Task to complete:
Starting from the line that contains "in neon yellow", reproduce each line exactly through the end of the material, and include no other lines.

=== Provided data ===

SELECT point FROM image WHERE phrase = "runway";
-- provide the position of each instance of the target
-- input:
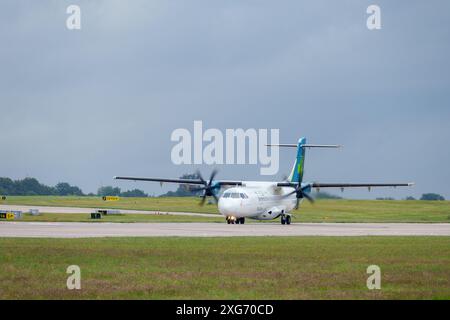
(103, 229)
(47, 209)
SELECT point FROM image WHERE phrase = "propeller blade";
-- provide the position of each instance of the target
(289, 194)
(307, 196)
(200, 177)
(197, 189)
(211, 178)
(202, 203)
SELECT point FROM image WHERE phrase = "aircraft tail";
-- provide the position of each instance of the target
(298, 168)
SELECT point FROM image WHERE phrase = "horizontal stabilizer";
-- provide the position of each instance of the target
(305, 145)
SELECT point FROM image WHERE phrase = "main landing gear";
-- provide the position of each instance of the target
(285, 219)
(233, 220)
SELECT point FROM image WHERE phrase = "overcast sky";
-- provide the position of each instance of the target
(83, 106)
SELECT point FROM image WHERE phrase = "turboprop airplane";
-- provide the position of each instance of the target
(264, 200)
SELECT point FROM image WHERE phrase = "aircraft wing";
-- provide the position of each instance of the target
(319, 185)
(358, 185)
(183, 181)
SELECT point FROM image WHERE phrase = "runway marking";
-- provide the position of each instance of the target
(109, 229)
(50, 209)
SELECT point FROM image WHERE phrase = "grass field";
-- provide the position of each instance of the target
(226, 268)
(83, 217)
(321, 211)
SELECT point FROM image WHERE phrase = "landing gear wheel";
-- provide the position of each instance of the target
(288, 219)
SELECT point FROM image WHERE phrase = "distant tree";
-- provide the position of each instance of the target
(108, 191)
(133, 193)
(432, 197)
(31, 186)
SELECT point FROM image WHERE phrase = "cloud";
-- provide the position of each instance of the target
(85, 105)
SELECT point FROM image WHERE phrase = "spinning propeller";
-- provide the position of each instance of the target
(299, 194)
(208, 188)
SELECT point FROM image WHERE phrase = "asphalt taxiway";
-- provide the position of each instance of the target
(106, 229)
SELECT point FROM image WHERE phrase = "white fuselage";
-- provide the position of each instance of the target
(256, 200)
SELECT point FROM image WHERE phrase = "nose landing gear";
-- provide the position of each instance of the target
(285, 219)
(233, 220)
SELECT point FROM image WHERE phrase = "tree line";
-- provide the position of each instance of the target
(32, 187)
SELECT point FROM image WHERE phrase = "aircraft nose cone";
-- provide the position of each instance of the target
(225, 206)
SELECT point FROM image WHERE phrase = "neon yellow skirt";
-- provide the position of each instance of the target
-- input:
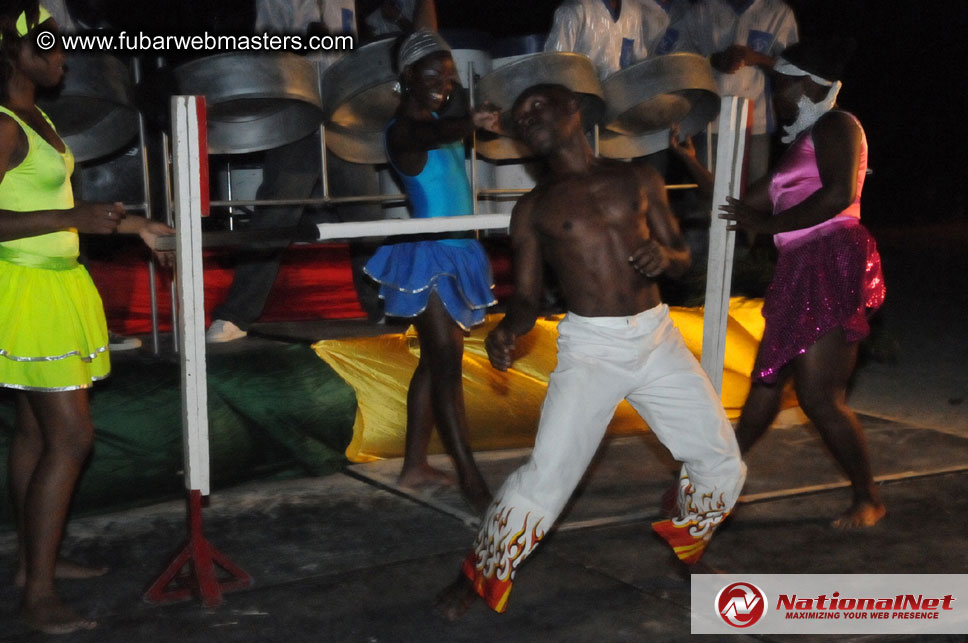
(53, 336)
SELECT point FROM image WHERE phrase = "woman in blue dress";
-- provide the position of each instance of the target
(442, 284)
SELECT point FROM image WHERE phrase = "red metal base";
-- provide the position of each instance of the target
(192, 572)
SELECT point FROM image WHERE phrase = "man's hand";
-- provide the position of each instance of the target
(650, 259)
(500, 345)
(685, 147)
(488, 117)
(743, 217)
(150, 233)
(96, 218)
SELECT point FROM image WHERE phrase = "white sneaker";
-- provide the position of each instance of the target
(118, 343)
(222, 330)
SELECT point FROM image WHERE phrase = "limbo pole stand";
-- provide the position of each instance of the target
(734, 123)
(193, 571)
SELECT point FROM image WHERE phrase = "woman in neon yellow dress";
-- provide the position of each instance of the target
(53, 337)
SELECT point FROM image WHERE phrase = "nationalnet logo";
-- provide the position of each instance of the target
(741, 604)
(830, 604)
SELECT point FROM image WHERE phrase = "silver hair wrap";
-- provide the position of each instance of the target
(785, 67)
(419, 44)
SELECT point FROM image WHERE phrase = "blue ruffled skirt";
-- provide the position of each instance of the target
(457, 270)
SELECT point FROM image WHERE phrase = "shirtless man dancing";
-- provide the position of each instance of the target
(606, 229)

===

Final result:
SELECT point FROM image WHERE phrase = "woman in neon yellow dress";
-- provide the position of each instance of the target
(53, 337)
SELECT point FROM image WHERE phrase = "nationalnet logo";
-- provide the position of each instance of the target
(741, 604)
(830, 604)
SELECT point FROM image WHERE phrase = "silver hair wrap";
-- provide the position of each instance of the target
(785, 67)
(419, 44)
SELECT point FROM image WHERE phrase = "blue ruffled skirt";
-- provide the position of each instance of the target
(457, 270)
SELECT point FROM image WHERE phrase = "shirtless man dancing";
-- provide the position of each instance of the target
(606, 229)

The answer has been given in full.